----- SOURCE DATA
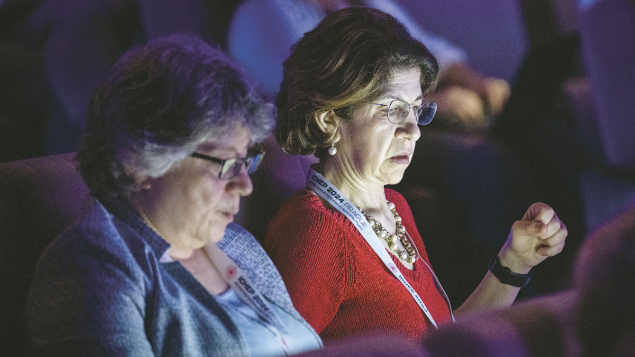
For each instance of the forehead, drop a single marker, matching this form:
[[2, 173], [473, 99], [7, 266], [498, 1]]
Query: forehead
[[234, 141], [404, 82]]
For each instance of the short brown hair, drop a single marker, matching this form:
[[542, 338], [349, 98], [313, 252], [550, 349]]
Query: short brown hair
[[347, 59]]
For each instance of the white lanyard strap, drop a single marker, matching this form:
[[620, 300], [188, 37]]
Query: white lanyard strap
[[246, 291], [320, 185]]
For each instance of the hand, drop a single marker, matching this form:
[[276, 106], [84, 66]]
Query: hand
[[538, 235], [495, 94]]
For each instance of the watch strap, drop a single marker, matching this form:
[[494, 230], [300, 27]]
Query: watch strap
[[506, 276]]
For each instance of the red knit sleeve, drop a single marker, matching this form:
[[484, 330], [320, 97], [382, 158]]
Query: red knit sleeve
----------
= TASK DESCRIPTION =
Give an exact copy of the lines from the one with "[[620, 300], [188, 37]]" through the end of the entries, both ends included.

= SOLVED EXERCISE =
[[620, 300], [188, 37]]
Query: white lanyard strap
[[246, 291], [320, 185]]
For each instance of the hand, drop a single marker, matching this form:
[[276, 106], [84, 66]]
Query: hand
[[538, 235], [495, 94]]
For each instance of the watch strap, drop a single marker, matching this form:
[[494, 230], [300, 27]]
Query: watch strap
[[506, 276]]
For each instance of the red knit sleeve, drop a single marker, matching this form:
[[484, 330], [320, 97], [382, 158]]
Query: red knit sleeve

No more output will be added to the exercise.